• **ASSIGNMENT**:
Filter the entries below, keeping every line that has the word "positive".

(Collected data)
= = =

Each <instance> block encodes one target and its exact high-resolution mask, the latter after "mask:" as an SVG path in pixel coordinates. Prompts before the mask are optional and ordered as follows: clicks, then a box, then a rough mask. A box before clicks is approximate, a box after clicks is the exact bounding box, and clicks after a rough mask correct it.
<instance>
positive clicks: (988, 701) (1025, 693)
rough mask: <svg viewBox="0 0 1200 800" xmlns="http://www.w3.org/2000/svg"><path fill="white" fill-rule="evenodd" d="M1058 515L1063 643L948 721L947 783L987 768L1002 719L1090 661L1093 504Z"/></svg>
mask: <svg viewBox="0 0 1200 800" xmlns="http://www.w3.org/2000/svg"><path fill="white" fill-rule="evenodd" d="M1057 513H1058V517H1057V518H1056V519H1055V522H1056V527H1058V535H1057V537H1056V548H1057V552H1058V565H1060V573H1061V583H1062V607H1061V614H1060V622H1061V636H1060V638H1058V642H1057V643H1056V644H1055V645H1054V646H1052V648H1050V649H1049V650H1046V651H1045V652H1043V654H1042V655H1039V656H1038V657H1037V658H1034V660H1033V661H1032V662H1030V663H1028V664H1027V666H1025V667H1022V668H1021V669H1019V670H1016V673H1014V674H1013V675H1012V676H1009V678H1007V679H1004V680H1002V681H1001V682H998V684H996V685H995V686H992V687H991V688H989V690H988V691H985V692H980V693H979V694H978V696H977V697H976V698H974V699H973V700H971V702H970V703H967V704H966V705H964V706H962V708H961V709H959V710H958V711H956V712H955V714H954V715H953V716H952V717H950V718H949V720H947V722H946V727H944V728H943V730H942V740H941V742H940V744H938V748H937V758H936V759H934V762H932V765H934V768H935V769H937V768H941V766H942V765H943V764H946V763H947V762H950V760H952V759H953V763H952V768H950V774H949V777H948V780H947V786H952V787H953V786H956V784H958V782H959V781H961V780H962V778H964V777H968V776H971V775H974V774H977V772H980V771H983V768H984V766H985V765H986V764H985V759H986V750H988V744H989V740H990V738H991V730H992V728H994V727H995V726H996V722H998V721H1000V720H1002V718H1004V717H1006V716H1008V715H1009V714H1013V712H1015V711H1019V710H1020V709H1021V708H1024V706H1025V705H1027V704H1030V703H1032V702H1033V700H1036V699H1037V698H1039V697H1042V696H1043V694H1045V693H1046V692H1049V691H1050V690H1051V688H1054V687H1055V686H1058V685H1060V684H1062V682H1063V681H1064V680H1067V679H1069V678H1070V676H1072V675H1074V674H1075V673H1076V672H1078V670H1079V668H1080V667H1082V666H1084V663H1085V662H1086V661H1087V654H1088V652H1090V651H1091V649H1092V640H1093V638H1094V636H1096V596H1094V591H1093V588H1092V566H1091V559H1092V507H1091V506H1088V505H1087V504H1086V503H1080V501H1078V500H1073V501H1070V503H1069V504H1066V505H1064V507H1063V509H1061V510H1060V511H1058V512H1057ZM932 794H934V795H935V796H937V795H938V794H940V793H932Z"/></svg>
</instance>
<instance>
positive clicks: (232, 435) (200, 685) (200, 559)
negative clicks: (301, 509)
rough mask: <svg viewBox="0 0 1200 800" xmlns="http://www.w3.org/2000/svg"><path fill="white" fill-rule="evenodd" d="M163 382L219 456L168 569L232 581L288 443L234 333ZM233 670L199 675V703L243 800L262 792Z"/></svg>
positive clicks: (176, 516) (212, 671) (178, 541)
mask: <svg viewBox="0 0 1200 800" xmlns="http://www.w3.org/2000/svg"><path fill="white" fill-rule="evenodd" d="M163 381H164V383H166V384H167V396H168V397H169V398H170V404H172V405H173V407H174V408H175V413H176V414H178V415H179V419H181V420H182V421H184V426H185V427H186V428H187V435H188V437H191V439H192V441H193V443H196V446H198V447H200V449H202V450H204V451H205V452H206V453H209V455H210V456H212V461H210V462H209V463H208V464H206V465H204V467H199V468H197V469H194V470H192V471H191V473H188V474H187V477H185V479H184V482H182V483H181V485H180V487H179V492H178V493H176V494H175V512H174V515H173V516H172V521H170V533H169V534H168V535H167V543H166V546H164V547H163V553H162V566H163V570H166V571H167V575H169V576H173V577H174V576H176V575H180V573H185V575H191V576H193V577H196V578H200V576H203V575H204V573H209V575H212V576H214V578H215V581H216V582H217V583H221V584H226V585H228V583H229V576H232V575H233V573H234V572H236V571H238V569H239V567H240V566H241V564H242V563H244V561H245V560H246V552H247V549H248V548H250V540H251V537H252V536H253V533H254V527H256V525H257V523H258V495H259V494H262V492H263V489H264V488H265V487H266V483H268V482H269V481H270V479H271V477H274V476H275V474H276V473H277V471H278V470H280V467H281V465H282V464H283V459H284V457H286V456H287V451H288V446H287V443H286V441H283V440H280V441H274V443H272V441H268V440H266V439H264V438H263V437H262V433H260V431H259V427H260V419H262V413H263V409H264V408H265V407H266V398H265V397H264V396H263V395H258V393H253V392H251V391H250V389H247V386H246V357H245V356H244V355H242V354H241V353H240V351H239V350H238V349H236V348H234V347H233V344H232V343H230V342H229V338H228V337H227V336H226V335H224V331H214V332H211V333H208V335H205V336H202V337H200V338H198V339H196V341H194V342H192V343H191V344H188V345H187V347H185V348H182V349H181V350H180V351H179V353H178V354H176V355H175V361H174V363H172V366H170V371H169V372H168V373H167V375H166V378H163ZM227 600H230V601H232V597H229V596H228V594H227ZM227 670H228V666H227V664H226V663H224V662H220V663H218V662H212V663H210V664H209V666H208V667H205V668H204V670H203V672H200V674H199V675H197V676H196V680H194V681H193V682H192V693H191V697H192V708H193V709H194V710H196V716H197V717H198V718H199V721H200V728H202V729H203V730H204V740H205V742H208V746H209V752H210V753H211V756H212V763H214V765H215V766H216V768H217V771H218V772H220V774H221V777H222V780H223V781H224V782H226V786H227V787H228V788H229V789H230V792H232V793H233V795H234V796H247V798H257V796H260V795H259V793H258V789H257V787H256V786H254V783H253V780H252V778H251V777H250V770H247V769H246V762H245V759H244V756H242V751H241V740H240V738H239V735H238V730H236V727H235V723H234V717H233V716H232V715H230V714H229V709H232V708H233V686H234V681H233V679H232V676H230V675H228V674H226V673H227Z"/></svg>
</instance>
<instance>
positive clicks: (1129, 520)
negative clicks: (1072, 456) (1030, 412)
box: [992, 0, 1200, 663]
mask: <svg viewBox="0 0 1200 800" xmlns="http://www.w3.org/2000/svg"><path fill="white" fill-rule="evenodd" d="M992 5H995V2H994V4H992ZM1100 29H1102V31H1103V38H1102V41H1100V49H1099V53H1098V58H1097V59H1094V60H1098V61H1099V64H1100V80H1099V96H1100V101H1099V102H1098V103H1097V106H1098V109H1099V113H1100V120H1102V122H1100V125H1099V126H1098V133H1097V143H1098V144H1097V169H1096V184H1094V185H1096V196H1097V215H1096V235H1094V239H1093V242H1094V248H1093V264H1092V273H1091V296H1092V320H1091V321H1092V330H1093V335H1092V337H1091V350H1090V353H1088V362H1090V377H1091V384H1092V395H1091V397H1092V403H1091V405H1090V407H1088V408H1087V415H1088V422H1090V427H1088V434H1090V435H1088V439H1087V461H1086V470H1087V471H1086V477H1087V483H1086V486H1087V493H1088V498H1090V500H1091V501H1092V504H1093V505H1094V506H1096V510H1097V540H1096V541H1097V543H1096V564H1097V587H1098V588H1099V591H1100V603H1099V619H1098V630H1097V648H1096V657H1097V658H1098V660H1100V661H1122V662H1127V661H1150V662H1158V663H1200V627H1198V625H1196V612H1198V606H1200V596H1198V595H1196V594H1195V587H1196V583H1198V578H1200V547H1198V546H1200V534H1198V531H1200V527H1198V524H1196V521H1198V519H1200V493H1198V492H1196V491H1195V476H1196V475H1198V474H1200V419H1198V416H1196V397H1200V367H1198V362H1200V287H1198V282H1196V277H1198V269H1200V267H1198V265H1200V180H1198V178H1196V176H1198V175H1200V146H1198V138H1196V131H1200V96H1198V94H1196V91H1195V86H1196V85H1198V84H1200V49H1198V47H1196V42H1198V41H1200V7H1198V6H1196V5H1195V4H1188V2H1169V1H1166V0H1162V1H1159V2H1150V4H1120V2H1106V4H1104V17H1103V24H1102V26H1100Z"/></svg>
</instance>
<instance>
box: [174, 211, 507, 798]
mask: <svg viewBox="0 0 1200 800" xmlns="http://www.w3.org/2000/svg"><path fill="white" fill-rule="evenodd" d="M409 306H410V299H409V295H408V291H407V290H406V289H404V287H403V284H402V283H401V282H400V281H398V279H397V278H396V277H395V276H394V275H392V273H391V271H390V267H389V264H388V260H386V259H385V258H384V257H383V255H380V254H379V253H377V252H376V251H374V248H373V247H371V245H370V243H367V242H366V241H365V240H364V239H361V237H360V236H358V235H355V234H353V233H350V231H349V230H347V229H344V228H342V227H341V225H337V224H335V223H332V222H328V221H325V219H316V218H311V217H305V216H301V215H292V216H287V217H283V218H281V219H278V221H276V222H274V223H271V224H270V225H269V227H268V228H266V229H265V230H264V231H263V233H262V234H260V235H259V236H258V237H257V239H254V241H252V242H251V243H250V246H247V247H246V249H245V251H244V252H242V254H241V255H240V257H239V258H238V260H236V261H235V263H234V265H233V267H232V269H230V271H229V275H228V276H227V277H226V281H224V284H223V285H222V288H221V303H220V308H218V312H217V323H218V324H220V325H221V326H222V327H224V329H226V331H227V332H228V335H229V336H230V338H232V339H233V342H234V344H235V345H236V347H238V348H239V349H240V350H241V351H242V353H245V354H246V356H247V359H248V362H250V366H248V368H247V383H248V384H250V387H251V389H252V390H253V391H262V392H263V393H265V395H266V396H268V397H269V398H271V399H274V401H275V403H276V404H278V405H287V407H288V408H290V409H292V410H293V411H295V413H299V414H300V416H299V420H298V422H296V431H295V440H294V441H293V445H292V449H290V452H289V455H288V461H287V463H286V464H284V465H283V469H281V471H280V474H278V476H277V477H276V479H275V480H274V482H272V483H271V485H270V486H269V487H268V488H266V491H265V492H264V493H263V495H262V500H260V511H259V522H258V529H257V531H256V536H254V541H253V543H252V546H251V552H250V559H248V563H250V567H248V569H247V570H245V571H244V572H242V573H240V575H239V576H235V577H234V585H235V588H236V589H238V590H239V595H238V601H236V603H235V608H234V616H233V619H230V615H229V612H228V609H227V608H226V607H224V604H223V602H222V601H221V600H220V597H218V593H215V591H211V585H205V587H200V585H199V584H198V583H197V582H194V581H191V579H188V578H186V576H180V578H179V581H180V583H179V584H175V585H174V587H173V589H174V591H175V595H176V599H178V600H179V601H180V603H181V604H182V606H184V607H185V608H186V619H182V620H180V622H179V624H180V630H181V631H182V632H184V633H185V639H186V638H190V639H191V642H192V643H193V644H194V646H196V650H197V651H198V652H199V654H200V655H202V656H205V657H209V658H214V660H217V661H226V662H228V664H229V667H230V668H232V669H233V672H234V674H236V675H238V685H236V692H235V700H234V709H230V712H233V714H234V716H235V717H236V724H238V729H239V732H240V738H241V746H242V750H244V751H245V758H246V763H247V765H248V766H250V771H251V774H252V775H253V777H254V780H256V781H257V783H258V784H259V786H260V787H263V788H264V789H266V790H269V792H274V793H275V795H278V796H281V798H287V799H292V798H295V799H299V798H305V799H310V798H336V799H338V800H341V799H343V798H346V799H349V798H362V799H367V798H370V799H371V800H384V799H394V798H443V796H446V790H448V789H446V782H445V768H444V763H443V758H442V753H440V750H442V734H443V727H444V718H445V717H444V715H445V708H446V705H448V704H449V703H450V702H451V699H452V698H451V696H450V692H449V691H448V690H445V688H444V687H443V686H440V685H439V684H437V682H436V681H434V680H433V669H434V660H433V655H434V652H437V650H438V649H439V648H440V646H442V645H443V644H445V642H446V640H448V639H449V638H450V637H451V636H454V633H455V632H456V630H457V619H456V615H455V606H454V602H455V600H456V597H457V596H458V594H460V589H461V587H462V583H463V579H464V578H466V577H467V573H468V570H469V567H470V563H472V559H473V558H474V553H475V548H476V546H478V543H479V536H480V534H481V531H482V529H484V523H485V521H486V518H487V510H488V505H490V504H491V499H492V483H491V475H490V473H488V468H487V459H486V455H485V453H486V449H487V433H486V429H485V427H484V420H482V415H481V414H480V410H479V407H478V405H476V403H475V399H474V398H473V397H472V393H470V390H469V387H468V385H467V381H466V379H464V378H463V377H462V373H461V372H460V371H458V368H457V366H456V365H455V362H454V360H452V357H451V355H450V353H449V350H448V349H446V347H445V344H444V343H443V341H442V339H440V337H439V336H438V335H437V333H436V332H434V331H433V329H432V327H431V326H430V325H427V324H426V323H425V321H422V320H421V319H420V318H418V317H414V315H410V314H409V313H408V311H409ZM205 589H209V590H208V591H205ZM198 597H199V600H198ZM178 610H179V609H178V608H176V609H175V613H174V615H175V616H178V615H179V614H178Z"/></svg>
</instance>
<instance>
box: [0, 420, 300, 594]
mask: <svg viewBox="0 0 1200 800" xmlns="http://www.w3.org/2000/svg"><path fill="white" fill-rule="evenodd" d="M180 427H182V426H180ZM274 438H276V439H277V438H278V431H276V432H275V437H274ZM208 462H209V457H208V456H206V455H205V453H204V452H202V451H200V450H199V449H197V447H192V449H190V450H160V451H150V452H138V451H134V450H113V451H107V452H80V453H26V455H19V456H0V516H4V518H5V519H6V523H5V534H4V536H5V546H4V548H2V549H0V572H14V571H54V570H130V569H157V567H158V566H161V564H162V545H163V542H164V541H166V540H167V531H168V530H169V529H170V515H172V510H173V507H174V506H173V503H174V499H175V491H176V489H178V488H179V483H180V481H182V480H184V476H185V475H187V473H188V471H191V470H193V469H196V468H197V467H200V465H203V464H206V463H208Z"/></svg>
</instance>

= = =

• **SOLUTION FOR THIS EXERCISE**:
positive clicks: (988, 701) (1025, 693)
positive clicks: (232, 435) (200, 685) (200, 559)
positive clicks: (176, 516) (212, 671) (178, 541)
positive clicks: (1129, 520)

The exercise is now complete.